* Excerpted text
• • • • •

Jason M. Osborne (born June 15, 1977) is a member of the New Hampshire House of Representatives. He represents Rockingham 4, comprising the towns of Auburn, Chester, and Sandown. In November 2020, the Republican caucus chose him to serve as the New Hampshire House Majority Leader.

Biography
Osborne is from Defiance, Ohio, where his family in 1964 founded Credit Adjustments, Inc. (CAI), a debt-collections company. Osborne joined the family firm in 1995 and worked as the CIO, and later CEO. With Osborne as CEO, CAI applied for and was granted more than $4 million in federal loans from the Paycheck Protection Program.

In 2021, CAI re-branded as Mammoth Tech. In 2022, Mammoth Tech. abruptly closed, laying off more than 500 employees. The company is currently facing a class-action lawsuit for failing to give notice. This includes rent payments, $1 million judgment to a staffing agency and another $181,000 decision on a management company. Two disability-discrimination suits have also been reportedly filed by former pregnant employees, one settled and one ongoing.

Political career
Osborne is a Republican. As majority leader of New Hampshire's House of Representatives, Osborne has been credited with achieving conservative legislative victories despite the Republican caucus’s slim majority.

Political positions

Gun Safety
In June 2022, Osborne proposed that firearms training be taught in at every grade level in public schools. He also described efforts to pass gun safety measures at the federal level as "fruity ideas."

Free state project 
Osborne moved to New Hampshire in 2010 from Ohio as part of the Free State Project.

• • • • •

* Data block
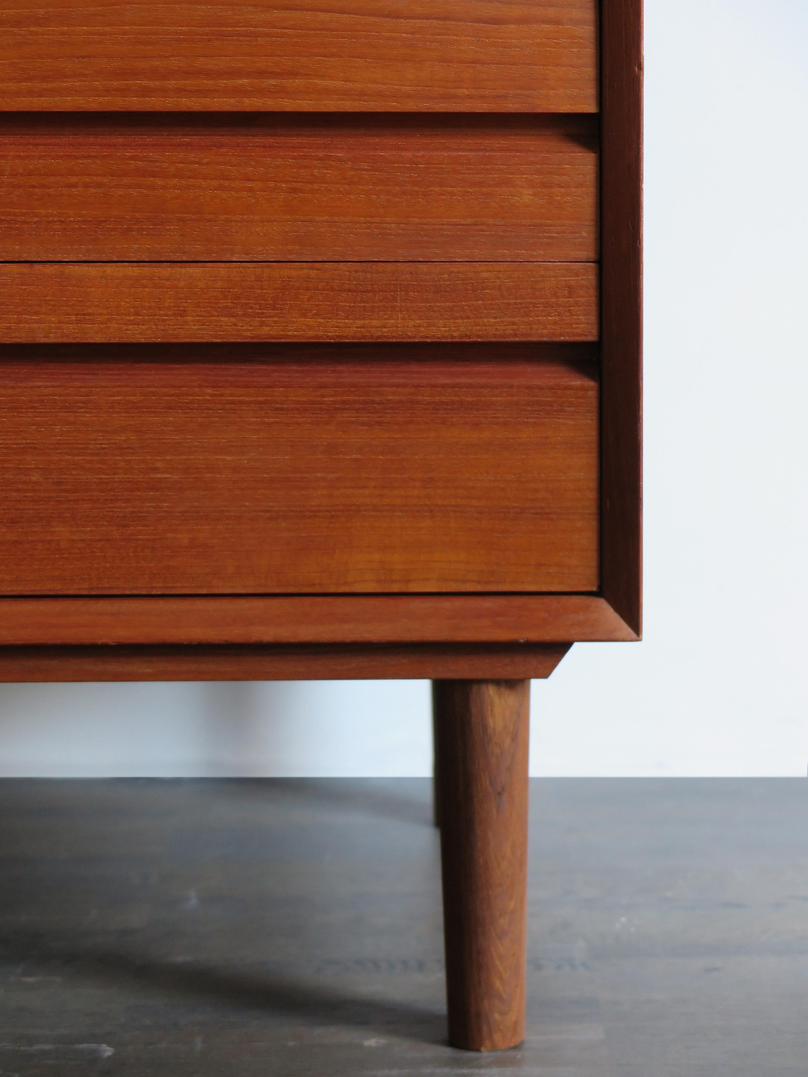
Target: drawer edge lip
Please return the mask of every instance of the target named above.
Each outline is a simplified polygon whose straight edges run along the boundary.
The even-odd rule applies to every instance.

• • • • •

* Short problem 1
Turn the paragraph starting "Osborne is from Defiance, Ohio" in the text about Jason M. Osborne into a bulleted list that keeps its main facts.
* Short problem 2
Translate this sentence from the text about Jason M. Osborne into Spanish: "Osborne moved to New Hampshire in 2010 from Ohio as part of the Free State Project."
* Short problem 3
Pick up the text about Jason M. Osborne right after its last sentence and keep writing.

* Response 1
- Osborne comes from Defiance, Ohio.
- His family founded Credit Adjustments, Inc. (CAI), a debt-collections company, there in 1964.
- He joined the family firm in 1995 and served as CIO, then later as CEO.
- While he was CEO, CAI applied for and received more than $4 million in federal loans from the Paycheck Protection Program.

* Response 2
Osborne se mudó a New Hampshire desde Ohio en 2010 como parte del Free State Project.

* Response 3
Abortion
In 2017, Osborne voted for SB 66, which authorizes murder charges for an individual who causes the death of a fetus. In 2021, he voted for HB 625, which prohibits abortions after 24 weeks. He has also voted to repeal New Hampshire buffer-zone law and against requiring insurance plans that cover maternity benefits that include coverage for emergency or elective abortion services. In 2022, Osborne voted with Democrats to table HB 1477, a bill that would have prohibited abortion upon the detection of a fetal heartbeat.

Education
Despite indicating a belief that public-school staff are "keeping secrets from [parents]," and despite insinuating educators' impropriety around issues of gender identity and sexual preference, Osborne admitted that he "[doesn't] want to even pretend to know" that this is actually happening. This unsubstantiated claim is part of a nationwide Republican effort to smear educators as "grooming" students for sexual assault. Osborne's concerns, similar to those of fellow N.H. Republican Representative Terry Roy, don't seem to extend to former Representative Eric Schleien, who admitted to a 2018 assault on a 16 year old. Osborne and Schleien, fellow Free Staters, both began serving in the N.H. House of Representatives in the 2014 term. Schleien resigned prior to the 2018 elections amid unwelcome publicity of his crime. Osborne sat for an interview on Schleien's podcast in 2020.

Personal life
Osborne holds a PhD in economics from George Mason University. Osborne's children do not attend public school. Osborne's wife, Sharon, is the chair and director of Latitude Learning Resources, a non profit offering cross-curricular classes for home schoolers and other students.

Controversy
In 2022, web-forum posts from Osborne between 2007 and 2011 surfaced. In them, Osborne used racist slurs and sexist comments about women breastfeeding. He also appeared to argue for abolishing age-of-consent laws.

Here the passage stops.